| Try it |
Once you have read the records, output them exactly.

| Records |
⟨
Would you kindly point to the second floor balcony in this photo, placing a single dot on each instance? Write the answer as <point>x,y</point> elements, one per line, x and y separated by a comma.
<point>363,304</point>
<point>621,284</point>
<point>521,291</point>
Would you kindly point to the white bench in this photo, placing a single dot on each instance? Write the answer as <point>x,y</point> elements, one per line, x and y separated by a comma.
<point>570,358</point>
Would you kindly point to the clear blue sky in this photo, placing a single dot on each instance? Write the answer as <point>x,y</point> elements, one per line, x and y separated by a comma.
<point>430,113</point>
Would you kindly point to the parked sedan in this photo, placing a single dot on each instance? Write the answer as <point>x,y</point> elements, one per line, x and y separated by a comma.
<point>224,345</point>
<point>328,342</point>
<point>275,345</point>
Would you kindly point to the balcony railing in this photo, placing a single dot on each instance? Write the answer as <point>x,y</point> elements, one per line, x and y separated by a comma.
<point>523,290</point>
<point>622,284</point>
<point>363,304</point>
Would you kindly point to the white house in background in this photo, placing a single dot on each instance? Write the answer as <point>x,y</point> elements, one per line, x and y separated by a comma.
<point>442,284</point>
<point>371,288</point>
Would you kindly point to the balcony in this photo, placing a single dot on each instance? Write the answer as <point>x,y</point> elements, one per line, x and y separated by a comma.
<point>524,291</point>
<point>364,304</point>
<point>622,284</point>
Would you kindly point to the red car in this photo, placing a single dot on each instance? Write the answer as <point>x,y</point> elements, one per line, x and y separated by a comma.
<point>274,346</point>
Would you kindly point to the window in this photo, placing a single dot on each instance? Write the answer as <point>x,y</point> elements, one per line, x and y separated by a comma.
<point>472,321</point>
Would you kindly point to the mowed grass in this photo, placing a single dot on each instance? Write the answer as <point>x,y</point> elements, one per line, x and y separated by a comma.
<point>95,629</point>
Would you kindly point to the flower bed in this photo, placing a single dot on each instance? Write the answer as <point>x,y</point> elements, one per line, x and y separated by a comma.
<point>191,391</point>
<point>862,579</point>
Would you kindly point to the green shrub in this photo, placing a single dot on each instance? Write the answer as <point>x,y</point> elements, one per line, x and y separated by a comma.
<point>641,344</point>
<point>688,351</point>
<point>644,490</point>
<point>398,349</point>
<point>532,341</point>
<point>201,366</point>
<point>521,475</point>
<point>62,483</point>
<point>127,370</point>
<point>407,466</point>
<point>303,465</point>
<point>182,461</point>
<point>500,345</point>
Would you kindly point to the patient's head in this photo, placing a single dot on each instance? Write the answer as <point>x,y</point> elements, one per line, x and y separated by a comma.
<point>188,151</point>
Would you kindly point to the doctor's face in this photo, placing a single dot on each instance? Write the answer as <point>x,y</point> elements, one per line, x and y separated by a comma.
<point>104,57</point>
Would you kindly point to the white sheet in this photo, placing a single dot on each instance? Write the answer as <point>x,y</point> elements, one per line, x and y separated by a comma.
⟩
| Answer area |
Would you kindly point to the second floor balcony in this photo, placing a single dot on each instance? Write the answer as <point>x,y</point> elements, one per line, x and y separated by a comma.
<point>363,304</point>
<point>621,284</point>
<point>521,291</point>
Would you kindly point to the white bench in this photo, placing a single dot on each instance? Write the answer as <point>x,y</point> elements, one per line, x and y separated by a comma.
<point>570,358</point>
Would you kindly point to the clear blue sky in this photo, placing a single dot on each instance? Write the answer as <point>x,y</point> elements, one per line, x and y separated by a comma.
<point>430,113</point>
Would you kindly point to the parked sedan in this photo, placing a single dot on each instance? Write the answer as <point>x,y</point> elements, one per line, x and y separated by a comma.
<point>224,345</point>
<point>328,342</point>
<point>275,345</point>
Would you kindly point to the balcony railing in this photo, placing a single dot on each instance? Write the answer as <point>x,y</point> elements, one per line, x and y separated by a comma.
<point>523,290</point>
<point>622,284</point>
<point>363,304</point>
Would you kindly point to the white house in background in this photo, placing a single dot on each instance? Write the answer as <point>x,y</point> elements, one per line, x and y separated by a comma.
<point>442,284</point>
<point>371,288</point>
Would you kindly point to the balcony in this photo, placing a single dot on each instance? Write the answer as <point>x,y</point> elements, one per line, x and y separated by a comma.
<point>524,291</point>
<point>364,304</point>
<point>622,284</point>
Would you kindly point to the red car in this photo, placing a single dot on each instance? Write the answer as <point>x,y</point> elements, one per line, x and y separated by a comma.
<point>274,346</point>
Would you kindly point to the window in this photo, placing a single dot on each instance? Write the answer as <point>x,y</point> elements, one per line, x and y separated by a comma.
<point>472,321</point>
Would you kindly point to the mowed grass in this photo, placing a single dot on each instance? Write the answer as <point>x,y</point> elements, one per line, x and y separated by a comma.
<point>95,629</point>
Would you kindly point to the flower bed in this photo, placing a single dot on each instance? Write the answer as <point>x,y</point> elements, one per line, x and y separated by a comma.
<point>191,391</point>
<point>862,579</point>
Would you kindly point to the green shrub in this photo, placing a single dot on each instance? Write the answer as <point>x,y</point> elements, one per line, x and y separated by a comma.
<point>641,344</point>
<point>688,351</point>
<point>644,490</point>
<point>398,349</point>
<point>532,341</point>
<point>201,366</point>
<point>521,475</point>
<point>62,483</point>
<point>127,370</point>
<point>407,466</point>
<point>303,465</point>
<point>182,461</point>
<point>500,345</point>
Would you kindly point to the patient's head in this photo, placing a single dot on each instance? Write the answer as <point>x,y</point> elements, one per line, x and y separated by a comma.
<point>188,151</point>
Would you kindly point to the doctor's face in this photo, placing a single dot on each instance? Write the answer as <point>x,y</point> elements, one per line, x and y separated by a comma.
<point>104,57</point>
Would you kindly point to the white sheet in this photo, placing a single dot on each instance? Write the answer as <point>x,y</point> elements, one per line, x and y separated by a comma.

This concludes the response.